**Work required:**
Retype the material exactly, starting at the line that has "Each instance of" and stopping after the line that has "[(37, 112), (375, 176), (388, 217), (337, 203)]".

**Given information:**
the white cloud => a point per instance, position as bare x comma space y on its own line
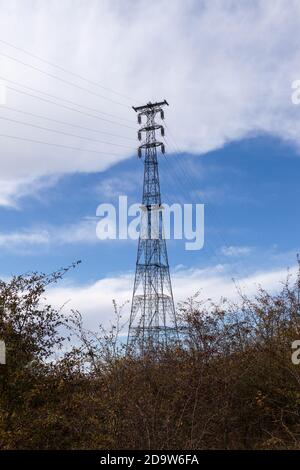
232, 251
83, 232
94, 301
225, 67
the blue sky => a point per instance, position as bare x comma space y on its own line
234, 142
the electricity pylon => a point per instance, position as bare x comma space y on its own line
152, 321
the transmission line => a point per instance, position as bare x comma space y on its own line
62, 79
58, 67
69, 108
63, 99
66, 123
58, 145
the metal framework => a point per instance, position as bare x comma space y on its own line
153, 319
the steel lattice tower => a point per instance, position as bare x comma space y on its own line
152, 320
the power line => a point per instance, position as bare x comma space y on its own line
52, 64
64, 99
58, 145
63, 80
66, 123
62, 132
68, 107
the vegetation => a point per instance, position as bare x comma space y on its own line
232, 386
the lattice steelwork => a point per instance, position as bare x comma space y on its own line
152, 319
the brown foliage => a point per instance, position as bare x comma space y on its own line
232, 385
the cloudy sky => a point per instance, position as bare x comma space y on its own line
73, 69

...

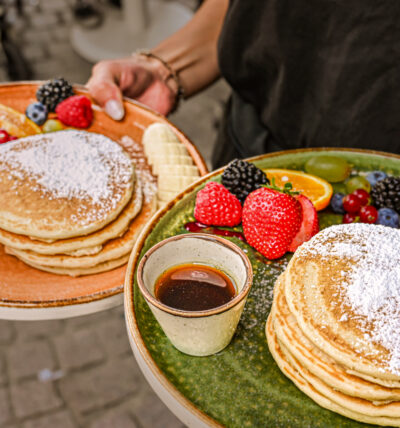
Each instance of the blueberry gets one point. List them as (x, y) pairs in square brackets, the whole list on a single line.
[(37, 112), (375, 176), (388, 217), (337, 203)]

**Full solution:**
Each instance of the blueberry gets one point. List them as (x, y) pairs in square brackets, the whole list on a single line.
[(37, 112), (375, 176), (388, 217), (337, 203)]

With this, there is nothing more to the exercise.